=== EXTRAIT PROPOSÉ ===
Je pénètre dans l’enceinte.
Je découvre les pièces dont l’agencement est d’origine.
Agencement…ce terme est plutôt adapté à un appartement…une maison…mais peut on parler d’agencement quand il s’agit de pièces où il n’y a rien…ou du moins le stricte minimum ?
Des tatamis, portes coulissantes et quelques décorations sur celles-ci…
Le paradoxe est que ce vide est beau, agréable et paisible.
Les moines s’activent pour disposer quelques objets traditionnels sur les lieux…ils ne font pas réellement attention à la japonaise et moi-même…
Nous sommes tous les deux impressionnés par la beauté des lieux.
Nous continuons notre chemin…
Un chemin qui nous amène à un jardin.
Enfin….j’y suis…
Après ces quelques jours passés ici…
Après avoir attendu toutes ces années…Je peux enfin me reposer l’esprit dans l’un de ces jardins paisibles.
Je suis seul à cet instant.
Je m’assieds…
Je respire doucement.
Je regarde…
J’observe…
Je me retrouve…
Depuis mon arrivée au Japon, je n’ai aucune nouvelle de ce qu’il se passe dans le monde…et le monde m’importe peu.
Seule ma tranquillité compte.
Attitude égoïste mais nécessaire.
Car c’est « moi » que je suis venu chercher ici…
La dame japonaise me rejoint au bout de quelques minutes…
Elle s’assied près de moi et nous commençons à discuter…
Echanger…
La raison de ma présence ici…
La raison de sa présence à elle…
Elle parle bien anglais.
Elle doit avoir entre 40 et 50 ans et elle est l’une des victimes de Fukushima.
Elle devient vite ma nouvelle amie pour la journée car nous nous quitteront que tard dans la nuit, après le diner et nos multiples visites des temples de Kamakura.

=== TRAVAIL DEMANDÉ ===
1. Indiquez si chacune des affirmations suivantes s’accorde avec l’extrait, en répondant par oui ou par non et en citant les mots qui tranchent : (a) la dame japonaise parle bien anglais ; (b) la dame japonaise est dans le jardin dès l’instant où l’on s’y assied ; (c) les moines prêtent une grande attention aux deux visiteurs.
2. Recopiez fidèlement l’extrait de « Agencement…ce terme est » à « stricte minimum ? ».
Les items qui suivent forment un matériau indépendant de l’extrait.

=== ENTRÉES DE DONNÉES ===
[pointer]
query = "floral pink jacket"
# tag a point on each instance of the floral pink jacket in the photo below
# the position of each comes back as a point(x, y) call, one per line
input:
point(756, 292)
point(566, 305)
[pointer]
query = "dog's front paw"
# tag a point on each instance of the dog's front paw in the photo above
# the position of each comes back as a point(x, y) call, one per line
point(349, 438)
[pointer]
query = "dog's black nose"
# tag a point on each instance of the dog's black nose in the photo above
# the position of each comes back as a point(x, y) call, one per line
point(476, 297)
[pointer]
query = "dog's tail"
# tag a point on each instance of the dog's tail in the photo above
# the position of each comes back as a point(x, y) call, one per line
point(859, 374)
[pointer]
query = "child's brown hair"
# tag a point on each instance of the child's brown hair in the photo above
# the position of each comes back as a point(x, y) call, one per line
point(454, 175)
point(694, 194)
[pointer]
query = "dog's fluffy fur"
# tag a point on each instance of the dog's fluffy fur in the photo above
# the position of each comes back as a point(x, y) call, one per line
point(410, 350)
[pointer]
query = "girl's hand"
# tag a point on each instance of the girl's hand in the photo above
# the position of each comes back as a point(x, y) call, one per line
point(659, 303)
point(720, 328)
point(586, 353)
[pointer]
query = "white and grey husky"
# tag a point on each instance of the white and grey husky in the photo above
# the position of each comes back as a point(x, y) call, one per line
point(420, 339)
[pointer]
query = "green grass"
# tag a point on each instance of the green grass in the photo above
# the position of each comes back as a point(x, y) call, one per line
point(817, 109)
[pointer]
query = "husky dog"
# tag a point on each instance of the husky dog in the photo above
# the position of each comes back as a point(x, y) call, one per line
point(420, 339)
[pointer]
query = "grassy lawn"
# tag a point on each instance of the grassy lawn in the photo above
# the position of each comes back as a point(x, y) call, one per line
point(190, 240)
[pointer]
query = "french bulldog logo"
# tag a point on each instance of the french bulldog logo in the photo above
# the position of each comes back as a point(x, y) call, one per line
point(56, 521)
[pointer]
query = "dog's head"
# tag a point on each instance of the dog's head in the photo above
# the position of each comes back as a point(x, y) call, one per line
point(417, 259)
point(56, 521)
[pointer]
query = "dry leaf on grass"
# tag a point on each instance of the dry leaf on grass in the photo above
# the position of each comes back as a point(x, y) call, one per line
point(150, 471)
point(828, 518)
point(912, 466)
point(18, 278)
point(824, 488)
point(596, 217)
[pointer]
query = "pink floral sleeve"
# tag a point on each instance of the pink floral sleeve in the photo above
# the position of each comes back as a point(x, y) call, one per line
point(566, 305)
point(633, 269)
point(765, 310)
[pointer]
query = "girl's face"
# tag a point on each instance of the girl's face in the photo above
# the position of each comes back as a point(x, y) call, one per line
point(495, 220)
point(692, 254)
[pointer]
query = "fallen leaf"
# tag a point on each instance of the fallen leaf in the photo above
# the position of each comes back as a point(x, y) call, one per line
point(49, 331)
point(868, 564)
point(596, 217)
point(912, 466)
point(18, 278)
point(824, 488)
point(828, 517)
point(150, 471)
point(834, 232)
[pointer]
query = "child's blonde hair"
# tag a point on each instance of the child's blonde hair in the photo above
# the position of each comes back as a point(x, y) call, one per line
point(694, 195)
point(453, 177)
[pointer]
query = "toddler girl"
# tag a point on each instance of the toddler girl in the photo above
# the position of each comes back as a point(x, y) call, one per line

=== CORRIGÉ DÉTAILLÉ ===
1.
(a) Oui : « Elle parle bien anglais. »
(b) Non : « La dame japonaise me rejoint au bout de quelques minutes… »
(c) Non : « ils ne font pas réellement attention à la japonaise et moi-même… »

2.
Agencement…ce terme est plutôt adapté à un appartement…une maison…mais peut on parler d’agencement quand il s’agit de pièces où il n’y a rien…ou du moins le stricte minimum ?